# [Set exercise]
Each line of the material must be repeated precisely, with the pictures left out.

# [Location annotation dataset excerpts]
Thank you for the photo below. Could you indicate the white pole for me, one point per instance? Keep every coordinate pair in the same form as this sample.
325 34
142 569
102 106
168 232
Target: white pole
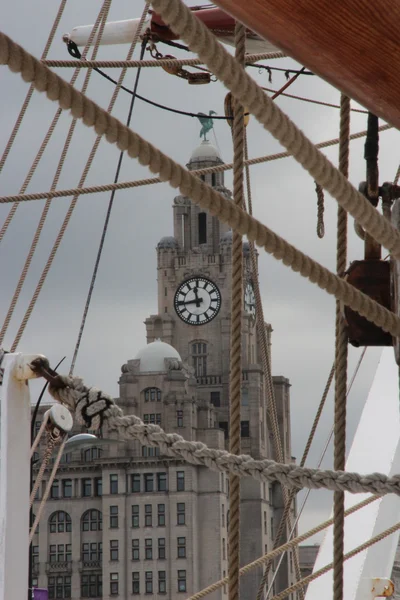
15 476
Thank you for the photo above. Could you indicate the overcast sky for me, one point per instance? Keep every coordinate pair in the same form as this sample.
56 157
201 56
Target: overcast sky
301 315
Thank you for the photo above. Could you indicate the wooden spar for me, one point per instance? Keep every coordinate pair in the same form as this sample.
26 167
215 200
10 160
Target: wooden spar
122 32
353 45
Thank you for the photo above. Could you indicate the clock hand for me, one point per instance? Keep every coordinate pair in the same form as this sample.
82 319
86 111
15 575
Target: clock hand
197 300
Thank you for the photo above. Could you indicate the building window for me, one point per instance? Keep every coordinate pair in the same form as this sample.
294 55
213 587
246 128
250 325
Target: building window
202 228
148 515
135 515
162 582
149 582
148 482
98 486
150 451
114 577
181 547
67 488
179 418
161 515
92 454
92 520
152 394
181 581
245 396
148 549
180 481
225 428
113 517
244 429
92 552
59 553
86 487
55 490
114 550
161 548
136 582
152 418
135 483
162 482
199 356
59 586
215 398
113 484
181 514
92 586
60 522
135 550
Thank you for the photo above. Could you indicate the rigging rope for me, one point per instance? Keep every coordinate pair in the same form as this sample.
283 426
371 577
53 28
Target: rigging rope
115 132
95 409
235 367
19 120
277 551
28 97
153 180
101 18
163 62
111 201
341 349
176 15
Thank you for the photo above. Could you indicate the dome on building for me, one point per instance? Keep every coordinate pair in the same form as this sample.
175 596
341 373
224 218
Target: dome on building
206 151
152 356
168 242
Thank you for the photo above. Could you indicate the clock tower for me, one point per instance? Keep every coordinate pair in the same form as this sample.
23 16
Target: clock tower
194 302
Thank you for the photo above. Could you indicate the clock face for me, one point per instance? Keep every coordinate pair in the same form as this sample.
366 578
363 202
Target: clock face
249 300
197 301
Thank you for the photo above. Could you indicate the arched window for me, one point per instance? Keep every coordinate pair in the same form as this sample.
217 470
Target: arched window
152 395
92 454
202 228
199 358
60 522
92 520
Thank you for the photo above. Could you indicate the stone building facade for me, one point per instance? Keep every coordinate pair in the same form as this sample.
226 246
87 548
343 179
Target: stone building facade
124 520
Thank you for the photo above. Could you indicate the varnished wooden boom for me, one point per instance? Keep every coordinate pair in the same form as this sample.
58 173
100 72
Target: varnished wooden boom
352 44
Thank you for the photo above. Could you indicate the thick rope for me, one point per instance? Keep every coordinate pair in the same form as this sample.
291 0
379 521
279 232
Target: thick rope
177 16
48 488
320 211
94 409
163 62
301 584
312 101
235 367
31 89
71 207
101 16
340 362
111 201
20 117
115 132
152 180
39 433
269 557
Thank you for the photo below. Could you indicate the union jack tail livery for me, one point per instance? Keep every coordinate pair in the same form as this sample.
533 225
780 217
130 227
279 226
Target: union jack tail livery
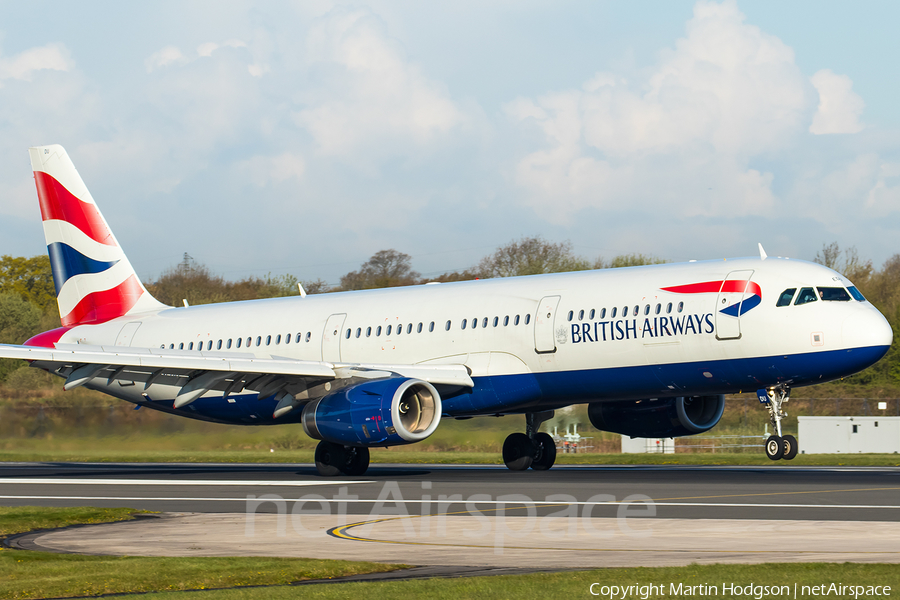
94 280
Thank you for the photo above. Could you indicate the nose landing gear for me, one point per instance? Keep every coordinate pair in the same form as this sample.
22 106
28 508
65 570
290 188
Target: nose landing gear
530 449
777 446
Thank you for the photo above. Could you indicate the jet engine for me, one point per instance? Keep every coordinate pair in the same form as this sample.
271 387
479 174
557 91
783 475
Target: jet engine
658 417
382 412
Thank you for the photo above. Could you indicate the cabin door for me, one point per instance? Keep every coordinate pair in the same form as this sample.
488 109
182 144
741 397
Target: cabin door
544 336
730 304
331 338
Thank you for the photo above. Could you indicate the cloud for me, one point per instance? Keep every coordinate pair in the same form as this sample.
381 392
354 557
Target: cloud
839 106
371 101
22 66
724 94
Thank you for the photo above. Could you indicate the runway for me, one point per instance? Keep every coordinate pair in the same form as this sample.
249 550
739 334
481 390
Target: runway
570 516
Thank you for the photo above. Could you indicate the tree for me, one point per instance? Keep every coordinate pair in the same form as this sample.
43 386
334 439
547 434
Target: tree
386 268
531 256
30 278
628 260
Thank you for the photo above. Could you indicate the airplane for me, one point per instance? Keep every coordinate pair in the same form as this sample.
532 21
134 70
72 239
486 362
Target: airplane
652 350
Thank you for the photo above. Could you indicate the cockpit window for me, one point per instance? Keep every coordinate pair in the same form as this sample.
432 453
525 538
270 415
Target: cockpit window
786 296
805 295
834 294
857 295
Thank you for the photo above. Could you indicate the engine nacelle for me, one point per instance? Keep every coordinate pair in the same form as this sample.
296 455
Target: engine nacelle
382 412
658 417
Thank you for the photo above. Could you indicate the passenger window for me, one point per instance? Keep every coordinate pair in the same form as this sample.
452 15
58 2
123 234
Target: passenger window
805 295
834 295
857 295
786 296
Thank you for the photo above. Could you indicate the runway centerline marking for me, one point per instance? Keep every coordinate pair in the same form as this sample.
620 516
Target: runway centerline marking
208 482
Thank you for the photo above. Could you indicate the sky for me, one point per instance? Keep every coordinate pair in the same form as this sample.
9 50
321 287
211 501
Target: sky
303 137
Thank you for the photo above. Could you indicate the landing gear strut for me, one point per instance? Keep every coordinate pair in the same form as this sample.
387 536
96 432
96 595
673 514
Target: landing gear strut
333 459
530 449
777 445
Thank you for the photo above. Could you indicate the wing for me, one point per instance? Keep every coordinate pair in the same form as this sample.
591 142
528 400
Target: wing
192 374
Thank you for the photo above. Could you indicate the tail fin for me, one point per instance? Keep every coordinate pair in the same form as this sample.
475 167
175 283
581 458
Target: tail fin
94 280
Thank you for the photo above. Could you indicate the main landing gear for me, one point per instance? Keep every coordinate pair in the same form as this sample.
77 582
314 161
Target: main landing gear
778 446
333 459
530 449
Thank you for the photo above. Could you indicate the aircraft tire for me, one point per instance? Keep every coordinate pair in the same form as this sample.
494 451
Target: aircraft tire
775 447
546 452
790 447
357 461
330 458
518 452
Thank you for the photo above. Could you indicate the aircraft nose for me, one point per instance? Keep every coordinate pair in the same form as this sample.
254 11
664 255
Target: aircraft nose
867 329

# [Result]
Thank you for the photo below. Could you indicate the white pole for me, one point per instance? Keep every coordinate pair in the same form as this sample.
325 34
142 569
102 106
168 232
Target: white pole
15 476
Thank you for the photo above. Could you indicate the overcast sky for me, one point per instance? Keep every coordinate pair in the same form as this sample.
56 157
201 56
Target: overcast sky
301 315
Thank you for the photo above. Could you indicate the wooden spar for me, one point per instance? Keep every coordinate pair in the same form as this sample.
26 167
215 200
10 160
Target: wooden spar
122 32
353 45
Thank you for the photo above. Could you indicate the clock hand for me, one point per instance? Keep every coordinate pair in the same form as this sample.
82 319
86 111
15 575
Target: clock hand
197 300
Thank you for the photo above. Could you indicate the building window for me, one point per instance? Keep every coordinate pair in the same form as this sample.
294 55
213 587
246 128
250 325
Target: building window
202 228
148 515
135 515
162 582
149 582
148 482
98 486
150 451
114 577
181 547
67 488
179 418
161 515
92 454
92 520
152 394
181 581
245 396
148 549
180 481
225 428
113 517
244 429
92 552
59 553
86 487
55 490
114 550
161 548
136 582
152 418
135 483
162 482
199 356
59 586
215 398
113 484
181 514
92 586
60 522
135 550
Thank you for the photo above. Could you indicate the rigging rope for me, one point per instance? Keep every coordinate pair in the same form as this sample.
283 426
371 577
53 28
Target: rigging rope
115 132
95 409
235 367
19 120
277 551
28 97
153 180
101 18
163 62
111 201
341 349
176 15
Thank you for the photo above. Could you indicate the dome on building for me, one point per instance? Keep every coordinate pair in the same form as this sample.
175 596
341 373
224 218
Target: dome on building
206 151
152 356
168 242
Thank you for the photo above. Could you indicate the clock tower for me, one point per instance? Keep every coordinate pair in the same form as this sample.
23 16
Target: clock tower
194 302
Thank you for the photo above. Could you indicate the clock face for me, one point per instance? Keep every coordinate pair in the same form as this sample.
366 578
363 202
Target: clock face
249 300
197 301
Thank you for the photo above. Could you indicate the arched window for me, one point per instance? Keep every coordinate pair in the same form as this sample.
217 470
Target: arched window
152 395
92 454
202 228
199 358
60 522
92 520
Thank you for the photo above. Could you indicate the stone building facade for me, one point per instance? Keep every coordinate pair in the same form as this sample.
226 246
87 548
343 179
Target: stone building facade
124 520
Thank you for the photo above. Could you indicate the varnished wooden boom for me, one point per instance? Keep every coordinate pair in the same form as this sample.
58 173
100 72
Target: varnished wooden boom
352 44
Thank you for the photo above. Could you indicate the thick rope for me, one point per instance? Keep every coordinate pair in the same form as this sample.
291 0
379 521
279 232
Target: thick rope
177 16
48 488
320 211
94 409
163 62
301 584
312 101
235 367
31 89
71 207
101 16
340 362
111 201
20 117
115 132
152 180
39 433
269 557
Thank you for the photo below. Could you indicate the union jack tail livery for me, one point per instance? Keep every coordinate pair in the same form as this sample.
533 225
780 217
130 227
279 226
Target: union jack tail livery
94 280
Thank you for the photo above. Could you indicate the nose landing gear for me, one point per instance? Keep every coordinate pair in the same form as this sample.
22 106
28 508
65 570
290 188
Target: nose landing gear
530 449
777 446
Thank you for the photo above. Could you indicate the jet engine for me, one point per instance? Keep every coordinate pair in the same form as this sample.
271 387
479 174
557 91
783 475
Target: jet engine
658 417
382 412
Thank you for the photo above. Could you indicate the cabin door for me, one point per instance? Keep every coordinate pair in the same form as this sample.
488 109
182 144
741 397
Target: cabin door
544 336
730 304
331 338
Thank you for the photo above. Could you indicate the cloud for me, one point per instance? Keep every coordinate pair in the same form as this sample.
381 392
354 557
Target: cloud
839 106
371 101
22 66
724 94
Thank you for the photo above. Could you indicate the runway for me, one point per instance? Keep every coordinate pair in the same form as this sample.
249 550
739 334
481 390
Target: runway
570 516
Thank you for the photo above. Could you indicate the tree for me, one point per instance? Keep every coordinate pair in the same form as this sample.
43 386
334 439
547 434
Target: tree
386 268
531 256
30 278
628 260
Thank you for the photo above. Could you indicate the airplane for me, one point per instance? Keep every coordinate pair in the same form as this sample.
532 21
134 70
72 239
486 362
Target: airplane
652 350
Thank you for the photo above. Could you indicate the cockpit window for me, one point per instance? Keep every coordinate pair in the same form as this sample.
432 453
525 538
270 415
Target: cockpit window
786 296
805 295
834 294
857 295
Thank you for the photo above. Could you indicate the engine nacelle for me, one point per instance? Keep every coordinate pair in the same form as this sample.
296 455
Target: engine nacelle
382 412
658 417
Thank you for the photo above. Could you indicate the passenger window for me, one point per instance? Keep every coordinate pair in the same form as this sample.
452 15
58 2
123 234
Target: passenger window
805 295
834 295
857 295
786 296
Thank you for the photo above. Could you indicate the runway centerline marking for me, one point per instance? Keep every coordinate pair in the same form as this sample.
620 516
Target: runway centerline marking
208 482
Thank you for the photo above. Could you indicate the sky for me, one point per instance? Keep every coordinate pair in the same form as this sample.
9 50
321 287
211 501
Target: sky
303 137
Thank you for the photo above. Could you indicate the landing gear strut for me, one point per instance? Keep every coordinate pair in the same form as this sample.
387 536
96 432
96 595
673 514
Target: landing gear strut
333 459
530 449
777 445
Thank you for the photo above. Could you indicate the wing for me, one point per instance? Keep every coordinate pair in the same form as this sample.
591 142
528 400
Target: wing
192 374
Thank you for the photo above. Could you indicate the tail fin for me, one point per instance? Keep every coordinate pair in the same form as this sample.
475 167
175 283
581 458
Target: tail fin
94 280
Thank you for the photo above. Could you indicate the main landing gear for me, one point per instance? Keep every coordinate pair in the same form as this sample.
77 582
314 161
Target: main landing gear
778 446
333 459
530 449
Thank you for the photo above. Could you indicate the aircraft tire for me, one point per instance? Keep every coordinate pair in the same form as this sample.
494 451
Target: aircraft tire
775 447
546 452
790 447
357 461
330 458
518 452
Thank you for the photo above. Could you indicate the aircraft nose for me, one point per instance? Keep every coordinate pair in the same form as this sample.
254 11
664 255
Target: aircraft nose
867 329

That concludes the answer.